[Extracted records]
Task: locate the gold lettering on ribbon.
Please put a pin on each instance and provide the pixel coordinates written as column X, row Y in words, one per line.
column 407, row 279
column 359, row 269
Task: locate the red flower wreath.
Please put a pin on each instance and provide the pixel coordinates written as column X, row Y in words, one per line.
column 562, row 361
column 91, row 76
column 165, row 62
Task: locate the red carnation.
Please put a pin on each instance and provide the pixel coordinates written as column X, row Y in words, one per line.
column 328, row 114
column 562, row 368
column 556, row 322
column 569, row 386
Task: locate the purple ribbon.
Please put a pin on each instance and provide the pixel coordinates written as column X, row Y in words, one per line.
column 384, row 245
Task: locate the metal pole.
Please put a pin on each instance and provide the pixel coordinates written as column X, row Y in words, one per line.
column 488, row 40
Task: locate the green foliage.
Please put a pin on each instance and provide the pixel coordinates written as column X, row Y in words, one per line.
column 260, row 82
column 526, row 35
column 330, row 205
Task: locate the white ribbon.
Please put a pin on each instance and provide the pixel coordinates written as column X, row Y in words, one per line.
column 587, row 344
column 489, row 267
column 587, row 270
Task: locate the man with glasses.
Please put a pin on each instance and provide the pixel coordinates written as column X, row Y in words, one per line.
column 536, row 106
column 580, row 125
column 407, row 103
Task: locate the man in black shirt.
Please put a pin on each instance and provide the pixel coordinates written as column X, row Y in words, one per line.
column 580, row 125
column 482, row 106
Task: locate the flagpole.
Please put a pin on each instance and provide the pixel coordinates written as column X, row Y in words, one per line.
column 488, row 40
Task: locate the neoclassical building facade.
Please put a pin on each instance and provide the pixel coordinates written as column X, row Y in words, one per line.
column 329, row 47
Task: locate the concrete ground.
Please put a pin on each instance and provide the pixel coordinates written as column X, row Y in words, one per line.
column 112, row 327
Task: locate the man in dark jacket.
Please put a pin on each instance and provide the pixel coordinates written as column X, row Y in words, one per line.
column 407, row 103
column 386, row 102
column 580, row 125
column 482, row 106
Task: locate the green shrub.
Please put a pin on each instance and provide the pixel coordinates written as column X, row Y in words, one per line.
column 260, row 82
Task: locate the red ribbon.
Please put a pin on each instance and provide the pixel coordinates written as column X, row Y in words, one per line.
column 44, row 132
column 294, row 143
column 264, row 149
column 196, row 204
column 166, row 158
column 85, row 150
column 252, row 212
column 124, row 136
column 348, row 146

=== WORK REQUIRED ===
Copy out all of the data above, substituting "place a marker on" for each occurrence of "put a pin on". Keep everything else unchanged.

=== RESPONSE BELOW ===
Task: locate the gold lettering on ribbon.
Please place a marker on each instance and provide the pixel coordinates written as column X, row Y in words, one per line.
column 407, row 279
column 359, row 269
Task: locate the red flower wreath.
Please place a marker on each instance and provide the pixel coordinates written as column X, row Y in words, one per line.
column 562, row 361
column 91, row 76
column 165, row 62
Task: locate the red carnation.
Please place a marker on each instance and provide the pixel coordinates written as column X, row Y in words, one per line.
column 328, row 114
column 562, row 368
column 556, row 322
column 569, row 386
Task: locate the purple ribbon.
Please place a marker on each instance and provide the pixel coordinates written as column X, row Y in words, one per line.
column 384, row 245
Task: locate the metal pole.
Please place a marker on each instance and provide the pixel coordinates written as column X, row Y in words, one per line.
column 488, row 40
Task: locate the green foliage.
Please place a marker on each instance and provide the pixel coordinates written as column X, row Y in words, one per line.
column 260, row 82
column 526, row 35
column 330, row 205
Task: locate the white ribbon.
Please place a marker on each instance and provide the pixel coordinates written as column X, row Y in words, one per line.
column 587, row 344
column 489, row 267
column 587, row 270
Task: locate the man with glasses.
Please place a marker on each instance and provide the pixel coordinates written as column X, row Y in words, one per line.
column 536, row 106
column 580, row 125
column 407, row 103
Task: locate the man in black shirt.
Please place a marker on each instance and provide the pixel coordinates written as column X, row Y in words, one per line.
column 580, row 125
column 482, row 106
Task: locate the flagpole.
Please place a marker on each instance and provide the pixel coordinates written as column X, row Y in words, one per line.
column 488, row 40
Task: locate the neoclassical building facade.
Please place a marker on each instance and provide the pixel coordinates written as column X, row Y in words, one per line.
column 329, row 47
Task: locate the concrete ground.
Please place a marker on each instance and provide the pixel coordinates written as column X, row Y in words, one per line.
column 112, row 327
Task: locate the man in dark jacket.
Please place a marker on each instance and provide the pixel coordinates written as column X, row Y in words, one per line.
column 407, row 103
column 386, row 102
column 580, row 125
column 482, row 106
Task: locate the green shrub.
Please place a marker on each instance and provide the pixel coordinates written as column X, row Y in words, one per line.
column 260, row 82
Task: locate the red ribbon.
Please place a marker on each instance and provide the pixel coordinates written as column X, row Y in words, one per line.
column 44, row 132
column 294, row 143
column 264, row 149
column 196, row 204
column 166, row 158
column 85, row 150
column 252, row 212
column 124, row 136
column 348, row 146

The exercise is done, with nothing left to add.